▶ Aim of the exercise: When you reach the line containing "box: [703, 399, 1104, 714]" in the entries below, repeat it and each line after it exactly until the entries end.

▶ Information:
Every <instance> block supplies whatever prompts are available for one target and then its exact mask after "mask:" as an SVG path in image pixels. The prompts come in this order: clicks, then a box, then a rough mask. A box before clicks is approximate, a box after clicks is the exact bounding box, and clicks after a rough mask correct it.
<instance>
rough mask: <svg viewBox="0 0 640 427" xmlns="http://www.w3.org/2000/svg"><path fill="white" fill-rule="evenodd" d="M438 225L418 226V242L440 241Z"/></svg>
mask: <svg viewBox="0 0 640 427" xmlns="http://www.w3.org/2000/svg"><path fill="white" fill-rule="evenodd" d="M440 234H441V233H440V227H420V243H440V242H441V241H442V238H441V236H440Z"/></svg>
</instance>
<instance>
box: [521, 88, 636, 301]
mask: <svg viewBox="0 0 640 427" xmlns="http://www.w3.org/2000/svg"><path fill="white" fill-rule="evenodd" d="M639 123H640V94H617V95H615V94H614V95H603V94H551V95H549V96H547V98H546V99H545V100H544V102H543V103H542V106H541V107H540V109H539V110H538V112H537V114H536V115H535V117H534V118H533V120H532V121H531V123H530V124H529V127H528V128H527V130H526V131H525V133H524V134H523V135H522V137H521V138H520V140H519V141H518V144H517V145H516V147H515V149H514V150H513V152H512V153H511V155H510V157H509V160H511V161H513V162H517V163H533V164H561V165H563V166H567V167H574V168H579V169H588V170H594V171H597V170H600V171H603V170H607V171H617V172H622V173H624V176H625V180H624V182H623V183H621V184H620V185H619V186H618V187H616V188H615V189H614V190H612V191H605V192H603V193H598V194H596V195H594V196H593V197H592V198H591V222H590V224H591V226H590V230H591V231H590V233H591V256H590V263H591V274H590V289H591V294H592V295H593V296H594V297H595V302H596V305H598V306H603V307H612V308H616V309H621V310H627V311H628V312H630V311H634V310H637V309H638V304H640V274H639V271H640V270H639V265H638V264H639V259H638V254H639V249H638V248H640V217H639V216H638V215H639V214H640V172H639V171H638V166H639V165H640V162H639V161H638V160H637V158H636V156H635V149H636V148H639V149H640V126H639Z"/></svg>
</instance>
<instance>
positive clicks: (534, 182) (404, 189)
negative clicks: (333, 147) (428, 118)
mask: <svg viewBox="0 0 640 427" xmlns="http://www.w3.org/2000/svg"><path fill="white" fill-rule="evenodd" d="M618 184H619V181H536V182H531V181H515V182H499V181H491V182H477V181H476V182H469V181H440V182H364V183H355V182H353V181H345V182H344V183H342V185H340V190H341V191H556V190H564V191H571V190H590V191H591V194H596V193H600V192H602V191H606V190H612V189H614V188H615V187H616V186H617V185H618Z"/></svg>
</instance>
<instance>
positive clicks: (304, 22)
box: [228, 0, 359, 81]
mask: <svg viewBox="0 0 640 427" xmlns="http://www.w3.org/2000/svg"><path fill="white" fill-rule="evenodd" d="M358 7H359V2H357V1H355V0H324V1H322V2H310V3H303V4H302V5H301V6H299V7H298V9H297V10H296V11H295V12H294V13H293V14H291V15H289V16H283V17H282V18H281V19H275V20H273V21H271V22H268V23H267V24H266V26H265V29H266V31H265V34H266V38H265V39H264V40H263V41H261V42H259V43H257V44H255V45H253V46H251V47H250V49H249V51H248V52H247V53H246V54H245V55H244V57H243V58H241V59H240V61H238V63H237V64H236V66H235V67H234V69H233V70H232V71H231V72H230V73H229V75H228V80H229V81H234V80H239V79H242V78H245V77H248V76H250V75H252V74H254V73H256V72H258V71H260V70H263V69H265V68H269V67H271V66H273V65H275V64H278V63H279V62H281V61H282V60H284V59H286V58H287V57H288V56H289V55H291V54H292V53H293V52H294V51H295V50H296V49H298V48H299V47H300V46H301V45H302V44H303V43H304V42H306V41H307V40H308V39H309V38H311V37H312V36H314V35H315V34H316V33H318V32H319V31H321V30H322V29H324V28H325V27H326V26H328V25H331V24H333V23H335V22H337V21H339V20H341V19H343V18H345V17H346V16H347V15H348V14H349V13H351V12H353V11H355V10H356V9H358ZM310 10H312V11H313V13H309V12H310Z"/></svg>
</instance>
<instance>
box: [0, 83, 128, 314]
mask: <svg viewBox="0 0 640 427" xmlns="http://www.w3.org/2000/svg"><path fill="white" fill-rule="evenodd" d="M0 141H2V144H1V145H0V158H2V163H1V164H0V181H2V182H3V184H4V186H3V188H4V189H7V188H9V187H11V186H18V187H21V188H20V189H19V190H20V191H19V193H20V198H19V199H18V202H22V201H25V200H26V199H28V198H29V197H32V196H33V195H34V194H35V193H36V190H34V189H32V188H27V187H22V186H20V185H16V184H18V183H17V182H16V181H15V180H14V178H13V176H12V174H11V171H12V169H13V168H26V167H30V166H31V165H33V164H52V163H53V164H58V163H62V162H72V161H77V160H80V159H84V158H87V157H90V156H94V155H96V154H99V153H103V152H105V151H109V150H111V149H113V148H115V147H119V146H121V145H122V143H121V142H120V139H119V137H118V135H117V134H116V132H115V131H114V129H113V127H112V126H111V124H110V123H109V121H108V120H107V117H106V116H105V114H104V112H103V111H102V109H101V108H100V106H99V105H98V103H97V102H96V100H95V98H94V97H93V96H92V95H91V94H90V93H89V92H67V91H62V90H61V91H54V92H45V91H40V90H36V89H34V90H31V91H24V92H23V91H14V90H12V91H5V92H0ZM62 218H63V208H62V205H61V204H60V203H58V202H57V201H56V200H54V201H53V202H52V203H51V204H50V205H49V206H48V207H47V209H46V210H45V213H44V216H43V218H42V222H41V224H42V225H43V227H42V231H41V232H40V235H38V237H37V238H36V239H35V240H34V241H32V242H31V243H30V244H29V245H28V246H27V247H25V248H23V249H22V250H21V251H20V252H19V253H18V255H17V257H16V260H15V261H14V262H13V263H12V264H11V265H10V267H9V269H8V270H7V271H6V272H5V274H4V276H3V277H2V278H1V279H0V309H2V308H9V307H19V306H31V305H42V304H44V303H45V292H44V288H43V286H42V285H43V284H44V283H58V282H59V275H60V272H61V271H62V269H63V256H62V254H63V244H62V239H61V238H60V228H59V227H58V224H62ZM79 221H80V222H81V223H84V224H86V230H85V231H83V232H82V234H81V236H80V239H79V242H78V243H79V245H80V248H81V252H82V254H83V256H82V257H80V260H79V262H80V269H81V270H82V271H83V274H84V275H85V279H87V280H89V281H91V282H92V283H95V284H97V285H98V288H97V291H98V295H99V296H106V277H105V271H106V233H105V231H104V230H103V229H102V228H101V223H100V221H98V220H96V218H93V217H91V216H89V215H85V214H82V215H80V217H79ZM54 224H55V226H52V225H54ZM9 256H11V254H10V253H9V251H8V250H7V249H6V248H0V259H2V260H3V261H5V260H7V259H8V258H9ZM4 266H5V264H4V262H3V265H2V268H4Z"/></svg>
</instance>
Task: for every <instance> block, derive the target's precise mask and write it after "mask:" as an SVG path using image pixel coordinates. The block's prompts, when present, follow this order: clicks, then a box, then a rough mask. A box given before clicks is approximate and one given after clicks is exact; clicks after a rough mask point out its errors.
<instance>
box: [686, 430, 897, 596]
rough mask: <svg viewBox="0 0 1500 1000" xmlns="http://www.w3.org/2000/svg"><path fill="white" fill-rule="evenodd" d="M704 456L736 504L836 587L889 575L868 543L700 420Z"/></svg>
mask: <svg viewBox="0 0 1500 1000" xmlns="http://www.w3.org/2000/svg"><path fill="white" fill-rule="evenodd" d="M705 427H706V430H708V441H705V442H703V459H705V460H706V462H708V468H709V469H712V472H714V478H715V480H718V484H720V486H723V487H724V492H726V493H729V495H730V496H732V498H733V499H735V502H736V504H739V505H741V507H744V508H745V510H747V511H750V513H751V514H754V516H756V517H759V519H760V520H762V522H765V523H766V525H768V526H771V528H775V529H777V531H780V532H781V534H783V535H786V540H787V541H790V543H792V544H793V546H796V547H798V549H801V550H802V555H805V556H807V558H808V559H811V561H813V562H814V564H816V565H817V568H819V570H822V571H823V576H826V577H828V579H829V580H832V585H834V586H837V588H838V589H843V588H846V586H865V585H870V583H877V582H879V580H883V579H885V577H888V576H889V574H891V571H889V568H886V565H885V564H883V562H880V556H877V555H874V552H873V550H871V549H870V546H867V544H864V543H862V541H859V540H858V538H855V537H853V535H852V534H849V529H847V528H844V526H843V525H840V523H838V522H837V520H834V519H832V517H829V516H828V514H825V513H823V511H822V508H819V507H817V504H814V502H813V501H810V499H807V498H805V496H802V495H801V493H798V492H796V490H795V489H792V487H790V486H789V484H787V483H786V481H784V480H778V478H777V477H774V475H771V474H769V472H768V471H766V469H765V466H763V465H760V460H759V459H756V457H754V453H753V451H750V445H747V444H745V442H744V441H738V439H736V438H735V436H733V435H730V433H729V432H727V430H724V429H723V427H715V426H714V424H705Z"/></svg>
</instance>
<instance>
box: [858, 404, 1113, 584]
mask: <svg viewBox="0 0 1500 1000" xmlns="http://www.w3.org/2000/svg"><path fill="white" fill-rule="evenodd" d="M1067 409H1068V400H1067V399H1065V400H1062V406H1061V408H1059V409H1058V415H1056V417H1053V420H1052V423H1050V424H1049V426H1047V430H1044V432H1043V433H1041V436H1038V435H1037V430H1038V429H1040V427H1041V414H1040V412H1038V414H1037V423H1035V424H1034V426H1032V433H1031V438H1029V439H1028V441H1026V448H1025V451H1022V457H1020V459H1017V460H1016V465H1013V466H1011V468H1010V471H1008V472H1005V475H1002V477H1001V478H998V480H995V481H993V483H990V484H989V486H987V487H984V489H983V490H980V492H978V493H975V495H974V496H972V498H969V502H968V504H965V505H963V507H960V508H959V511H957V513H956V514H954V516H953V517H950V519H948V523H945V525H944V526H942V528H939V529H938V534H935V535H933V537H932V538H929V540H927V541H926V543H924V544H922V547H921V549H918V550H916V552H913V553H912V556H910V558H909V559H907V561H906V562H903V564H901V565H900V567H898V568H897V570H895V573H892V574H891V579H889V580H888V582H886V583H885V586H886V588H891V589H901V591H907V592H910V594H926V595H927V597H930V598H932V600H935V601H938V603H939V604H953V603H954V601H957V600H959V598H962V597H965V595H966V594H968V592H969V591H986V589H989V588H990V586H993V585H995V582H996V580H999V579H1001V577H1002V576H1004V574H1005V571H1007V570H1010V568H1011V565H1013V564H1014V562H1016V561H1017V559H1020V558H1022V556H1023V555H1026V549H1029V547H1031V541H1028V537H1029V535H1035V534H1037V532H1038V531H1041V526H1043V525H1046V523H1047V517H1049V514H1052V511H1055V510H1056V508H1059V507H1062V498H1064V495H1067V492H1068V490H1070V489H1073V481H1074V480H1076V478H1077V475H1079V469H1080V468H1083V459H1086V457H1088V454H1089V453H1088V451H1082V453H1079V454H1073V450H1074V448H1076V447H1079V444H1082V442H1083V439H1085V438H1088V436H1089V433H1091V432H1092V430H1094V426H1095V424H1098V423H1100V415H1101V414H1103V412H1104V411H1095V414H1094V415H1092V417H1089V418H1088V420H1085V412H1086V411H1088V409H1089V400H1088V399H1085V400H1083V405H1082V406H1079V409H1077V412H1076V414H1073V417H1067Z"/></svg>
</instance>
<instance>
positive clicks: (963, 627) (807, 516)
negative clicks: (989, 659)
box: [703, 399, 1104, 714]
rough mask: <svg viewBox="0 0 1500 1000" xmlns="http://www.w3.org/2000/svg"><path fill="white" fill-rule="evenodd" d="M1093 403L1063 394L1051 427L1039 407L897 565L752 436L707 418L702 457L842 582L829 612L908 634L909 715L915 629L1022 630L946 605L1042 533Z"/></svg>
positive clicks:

▶ Your response:
box: [703, 399, 1104, 714]
rough mask: <svg viewBox="0 0 1500 1000" xmlns="http://www.w3.org/2000/svg"><path fill="white" fill-rule="evenodd" d="M1093 403L1063 394L1051 427L1039 407L897 565L752 436L707 418L702 457L842 582L829 612L908 634L909 715L915 629L1022 630L946 605L1042 533Z"/></svg>
positive clicks:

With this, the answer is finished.